WRITTEN REQUEST: Every entry that follows should be repeated exactly; drop the images.

* * * * *

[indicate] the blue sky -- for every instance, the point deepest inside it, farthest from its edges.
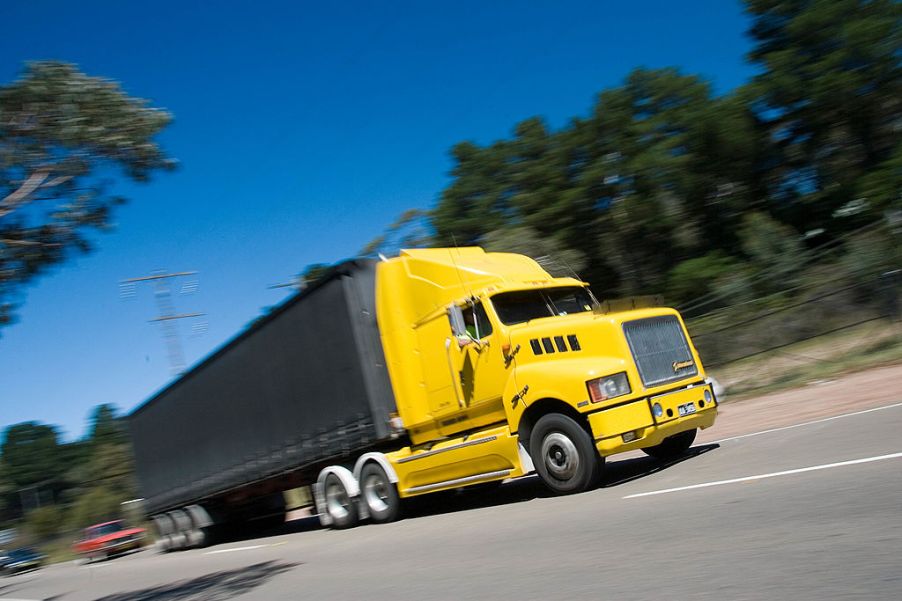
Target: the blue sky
(302, 130)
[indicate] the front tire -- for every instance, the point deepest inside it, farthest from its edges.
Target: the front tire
(339, 504)
(564, 455)
(672, 447)
(379, 494)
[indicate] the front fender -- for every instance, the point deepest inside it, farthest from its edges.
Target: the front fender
(558, 378)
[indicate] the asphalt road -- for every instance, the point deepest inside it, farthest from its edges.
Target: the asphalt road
(809, 512)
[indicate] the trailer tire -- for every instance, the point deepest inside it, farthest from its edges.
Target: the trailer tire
(342, 508)
(672, 446)
(379, 493)
(564, 455)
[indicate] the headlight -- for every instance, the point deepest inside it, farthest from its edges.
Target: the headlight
(608, 387)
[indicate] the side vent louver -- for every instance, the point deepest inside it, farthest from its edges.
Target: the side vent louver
(547, 346)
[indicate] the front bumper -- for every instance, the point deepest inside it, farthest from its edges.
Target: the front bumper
(633, 425)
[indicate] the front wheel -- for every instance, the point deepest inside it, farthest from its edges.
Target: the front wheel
(672, 446)
(564, 455)
(379, 494)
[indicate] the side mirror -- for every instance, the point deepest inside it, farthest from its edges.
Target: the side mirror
(459, 326)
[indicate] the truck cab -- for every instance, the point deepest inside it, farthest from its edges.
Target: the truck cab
(499, 368)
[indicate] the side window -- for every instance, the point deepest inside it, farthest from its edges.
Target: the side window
(478, 324)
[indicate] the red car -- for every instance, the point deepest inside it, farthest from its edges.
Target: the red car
(109, 538)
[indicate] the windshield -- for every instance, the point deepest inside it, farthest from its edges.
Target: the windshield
(523, 305)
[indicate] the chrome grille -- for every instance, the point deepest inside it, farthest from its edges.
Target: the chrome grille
(660, 349)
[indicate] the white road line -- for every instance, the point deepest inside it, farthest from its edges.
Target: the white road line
(251, 547)
(802, 470)
(817, 421)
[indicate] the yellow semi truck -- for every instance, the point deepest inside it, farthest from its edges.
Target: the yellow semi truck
(434, 370)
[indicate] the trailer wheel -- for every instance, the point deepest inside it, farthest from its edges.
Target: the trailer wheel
(672, 446)
(564, 455)
(379, 494)
(339, 504)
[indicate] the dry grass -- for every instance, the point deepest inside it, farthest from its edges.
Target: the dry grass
(869, 345)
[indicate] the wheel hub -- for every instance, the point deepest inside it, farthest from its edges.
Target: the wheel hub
(560, 456)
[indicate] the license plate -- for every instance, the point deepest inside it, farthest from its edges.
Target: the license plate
(686, 409)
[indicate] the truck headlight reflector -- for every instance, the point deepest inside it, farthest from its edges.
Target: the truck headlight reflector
(608, 387)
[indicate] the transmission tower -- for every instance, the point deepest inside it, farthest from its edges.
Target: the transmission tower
(167, 317)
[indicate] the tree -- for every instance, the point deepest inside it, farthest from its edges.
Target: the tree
(555, 258)
(106, 426)
(830, 96)
(62, 133)
(31, 454)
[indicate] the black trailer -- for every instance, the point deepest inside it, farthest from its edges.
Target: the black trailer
(301, 387)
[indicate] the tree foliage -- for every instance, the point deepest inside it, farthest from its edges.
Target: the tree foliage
(666, 186)
(64, 136)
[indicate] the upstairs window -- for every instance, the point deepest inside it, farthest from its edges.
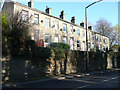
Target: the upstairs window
(88, 34)
(89, 45)
(92, 45)
(78, 44)
(71, 29)
(24, 15)
(97, 47)
(56, 38)
(83, 32)
(36, 18)
(96, 37)
(92, 36)
(64, 27)
(56, 25)
(47, 23)
(36, 35)
(100, 47)
(78, 32)
(100, 39)
(104, 48)
(104, 40)
(47, 38)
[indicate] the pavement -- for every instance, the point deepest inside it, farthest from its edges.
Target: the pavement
(74, 81)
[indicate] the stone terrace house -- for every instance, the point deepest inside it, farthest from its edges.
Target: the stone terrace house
(48, 28)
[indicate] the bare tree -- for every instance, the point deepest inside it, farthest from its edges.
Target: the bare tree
(105, 28)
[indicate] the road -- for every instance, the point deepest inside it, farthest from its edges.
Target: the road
(106, 79)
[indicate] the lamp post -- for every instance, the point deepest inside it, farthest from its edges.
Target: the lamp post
(86, 32)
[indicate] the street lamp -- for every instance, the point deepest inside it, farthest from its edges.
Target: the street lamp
(86, 32)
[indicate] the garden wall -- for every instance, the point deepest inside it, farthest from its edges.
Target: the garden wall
(18, 69)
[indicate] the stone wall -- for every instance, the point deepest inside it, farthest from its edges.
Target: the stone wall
(21, 68)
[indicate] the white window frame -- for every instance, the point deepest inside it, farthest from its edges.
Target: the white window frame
(71, 29)
(78, 31)
(36, 18)
(56, 25)
(24, 15)
(64, 27)
(56, 39)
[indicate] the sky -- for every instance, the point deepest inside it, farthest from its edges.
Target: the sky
(106, 9)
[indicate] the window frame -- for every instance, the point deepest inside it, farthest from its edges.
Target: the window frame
(27, 15)
(47, 23)
(64, 24)
(37, 18)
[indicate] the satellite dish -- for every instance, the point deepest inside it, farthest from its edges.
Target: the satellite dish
(1, 4)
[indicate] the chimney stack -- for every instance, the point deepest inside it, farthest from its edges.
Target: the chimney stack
(31, 3)
(73, 20)
(82, 24)
(48, 10)
(62, 16)
(90, 27)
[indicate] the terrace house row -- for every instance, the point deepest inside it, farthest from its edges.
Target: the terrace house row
(48, 28)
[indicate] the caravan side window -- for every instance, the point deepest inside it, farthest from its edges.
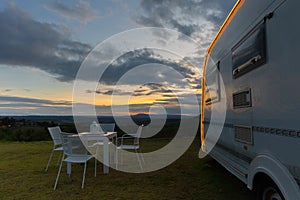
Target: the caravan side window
(212, 81)
(250, 52)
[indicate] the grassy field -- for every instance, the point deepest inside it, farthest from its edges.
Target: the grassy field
(22, 176)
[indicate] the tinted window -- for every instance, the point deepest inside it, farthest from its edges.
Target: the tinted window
(250, 52)
(212, 81)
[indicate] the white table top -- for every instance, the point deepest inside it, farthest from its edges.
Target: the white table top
(106, 134)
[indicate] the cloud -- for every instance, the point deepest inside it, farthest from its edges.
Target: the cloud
(46, 46)
(82, 11)
(148, 59)
(195, 18)
(27, 100)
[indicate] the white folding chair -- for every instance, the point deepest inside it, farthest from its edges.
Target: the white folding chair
(57, 143)
(74, 152)
(101, 129)
(133, 143)
(107, 127)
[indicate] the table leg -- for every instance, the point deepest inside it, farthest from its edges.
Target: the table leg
(105, 157)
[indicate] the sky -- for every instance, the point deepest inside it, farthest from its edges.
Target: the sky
(44, 43)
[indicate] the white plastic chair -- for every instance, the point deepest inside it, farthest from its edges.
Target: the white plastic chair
(109, 127)
(57, 143)
(98, 141)
(133, 144)
(74, 152)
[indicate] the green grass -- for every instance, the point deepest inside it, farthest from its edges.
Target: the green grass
(22, 176)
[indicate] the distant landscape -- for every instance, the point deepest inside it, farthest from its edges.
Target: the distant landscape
(34, 128)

* * * * *

CORRECT RESPONSE:
[indicate] the blue sky -- for every instance, the point deepest inside it, farthest from its edges.
Target: the blue sky
(302, 130)
[indicate] the front tire -- for every instance, the point deepest inside it, farthest from its edges.
Target: the front tire
(339, 504)
(564, 455)
(672, 447)
(379, 494)
[indicate] the front fender -- for every instance, the point deepest inside it, farthest from its edges.
Target: the front fender
(558, 378)
[indicate] the asphalt road -- for every instance, the point deepest inside it, farthest from its edges.
Target: the asphalt road
(809, 512)
[indicate] the trailer tire -- for every instance, the point deepest inside it, farthest from its edges.
Target: the trailer tire
(342, 508)
(672, 446)
(379, 493)
(564, 455)
[indicate] the headlight -- for every instance, the point deepest inside it, farthest from its edges.
Target: the headlight
(608, 387)
[indicate] the side vent louver -- for every instance, the point deepest inside it, farthest from its edges.
Target: the side vent louver
(547, 346)
[indicate] the front bumper -- for every instance, the point deepest inside it, farthest from its edges.
Target: the front bumper
(633, 425)
[indicate] the front wheel -- for every instance, the point deepest inside it, farthest from its edges.
Target: the front wheel
(672, 446)
(564, 455)
(379, 494)
[indicate] the side mirror -- for every instance, the point deepest inside it, farthest from its edges.
Target: the side mirror
(459, 326)
[indicate] the truck cab -- for every instance, the point deepest inside it, farthest from its edges.
Target: the truck cab
(499, 368)
[indicate] the side window -- for every instance, the point deepest inside it, farthest from its edges.
Target: the side window
(478, 324)
[indicate] the red car -- for every instance, the point deepest inside it, farthest from its edges.
Target: the red car
(109, 538)
[indicate] the windshield -- for every instance, the point deepest inside it, farthest from its edges.
Target: the windshield
(523, 305)
[indicate] the chrome grille -- for every instance, the point deepest inside it, farthest from its edges.
Target: the chrome grille
(660, 349)
[indicate] the white road line -- for every instance, the point deepest inside it, farthest from its edges.
Target: the white road line
(251, 547)
(802, 470)
(817, 421)
[indicate] the yellow semi truck -- for every instance, the point deepest inside it, farthest from its edges.
Target: the yellow semi truck
(434, 370)
[indicate] the trailer wheel -- for every instance, the point deepest inside it, farthest from its edges.
Target: the trailer wheel
(672, 446)
(564, 455)
(379, 494)
(339, 504)
[indicate] the dry grass -- for every instance, the point deepest inside it, farthest from its edges.
Target: the dry grass
(869, 345)
[indicate] the wheel hub -- for every instance, the point deepest inside it, farthest from its edges.
Target: the wheel hub
(560, 456)
[indicate] the license plate -- for every instance, the point deepest inside it, farthest from its edges.
Target: the license plate
(686, 409)
[indicate] the truck headlight reflector -- for every instance, the point deepest inside it, farthest from its edges.
Target: the truck headlight reflector
(608, 387)
[indicate] the transmission tower -- for every instance, the point deepest inside it, farthest from its edges.
Target: the transmission tower
(167, 317)
[indicate] the tree -- for every instance, the point deepest inside it, farthest from its edges.
Target: the tree
(555, 258)
(106, 426)
(830, 96)
(62, 133)
(31, 454)
[indicate] the black trailer -- for every instance, the point deepest inside it, farthest from its edges.
Target: the black trailer
(301, 387)
[indicate] the tree foliage -- for every instance, the point deepest inside it, farthest from its edges.
Target: the tree foliage
(666, 186)
(64, 136)
[indicate] the upstairs window -- for every instance, the point deepest inside it, farthest from its edges.
Target: the upstairs window
(88, 34)
(89, 45)
(92, 45)
(78, 44)
(71, 29)
(24, 15)
(97, 47)
(56, 38)
(83, 32)
(36, 18)
(96, 37)
(92, 36)
(64, 27)
(56, 25)
(47, 23)
(36, 35)
(100, 47)
(78, 32)
(100, 39)
(104, 48)
(104, 40)
(47, 38)
[indicate] the pavement -- for every instance, the point deepest inside it, farthest from its edges.
Target: the pavement
(74, 81)
[indicate] the stone terrace house -- for every instance, the point deepest inside it, farthest from its edges.
Target: the stone terrace house
(48, 28)
[indicate] the bare tree -- for every instance, the point deepest inside it, farthest from its edges.
Target: the bare tree
(105, 28)
[indicate] the road -- for every instance, the point deepest inside it, farthest from its edges.
Target: the road
(106, 79)
[indicate] the lamp post -- for every instance, the point deepest inside it, farthest from its edges.
Target: the lamp post
(86, 32)
[indicate] the street lamp -- for every instance, the point deepest inside it, farthest from its edges.
Target: the street lamp
(86, 32)
[indicate] the garden wall -- for every instance, the point deepest inside it, farthest from its edges.
Target: the garden wall
(18, 69)
[indicate] the stone wall -- for every instance, the point deepest inside it, farthest from its edges.
Target: the stone wall
(21, 68)
[indicate] the white window frame -- for every instance, the point deepest inside it, farthest from its edges.
Target: the white window frame
(71, 29)
(78, 31)
(36, 18)
(56, 25)
(24, 15)
(64, 27)
(56, 39)
[indicate] the sky -- for every instance, the point deepest inside it, farthest from its edges.
Target: the sky
(106, 9)
[indicate] the window frame -- for every instance, the point deepest inside it, farthest from its edges.
Target: the window frame
(27, 15)
(47, 23)
(64, 24)
(37, 18)
[indicate] the satellite dish -- for every instance, the point deepest inside it, farthest from its edges.
Target: the satellite dish
(1, 4)
[indicate] the chimney stack -- for every instance, the point deepest inside it, farthest from its edges.
Target: the chimney stack
(31, 3)
(73, 20)
(82, 24)
(48, 10)
(62, 16)
(90, 27)
[indicate] the terrace house row -- for every instance, the point deepest inside it, farthest from its edges.
Target: the terrace house row
(48, 28)
[indicate] the caravan side window -- for every instance, the point deepest inside it, farthest from its edges.
Target: the caravan side window
(212, 81)
(250, 52)
[indicate] the grassy field -- for every instance, the point deepest inside it, farthest from its edges.
Target: the grassy field
(22, 176)
[indicate] the tinted window -- for every instance, the point deepest inside it, farthest from its edges.
Target: the tinted window
(250, 52)
(212, 81)
[indicate] the white table top -- for every instance, the point deepest inside it, farthest from its edges.
Target: the white table top
(106, 134)
[indicate] the cloud -- for every instance, the point deepest inside it, farthest from its edges.
Target: the cloud
(46, 46)
(82, 11)
(148, 59)
(195, 18)
(27, 100)
[indicate] the white folding chair -- for every instance, the point deepest inside it, farthest from its edges.
Target: the white folding chair
(57, 143)
(74, 152)
(101, 129)
(133, 143)
(107, 127)
[indicate] the table leg -- for every instance, the point deepest inside it, farthest from its edges.
Target: the table leg
(105, 157)
[indicate] the sky -- for every instance, the point deepest inside it, farthest from its edges.
Target: the sky
(44, 43)
[indicate] the white plastic chair -- for every instance, the point deepest inside it, farthest from its edges.
Target: the white plastic chair
(109, 127)
(57, 143)
(98, 141)
(133, 144)
(74, 152)
[indicate] the green grass -- for every instance, the point deepest inside it, farthest from its edges.
Target: the green grass
(22, 176)
[indicate] the distant landscape -- for every instance, the point deepest inside it, farthest from its edges.
Target: the distant landscape
(34, 128)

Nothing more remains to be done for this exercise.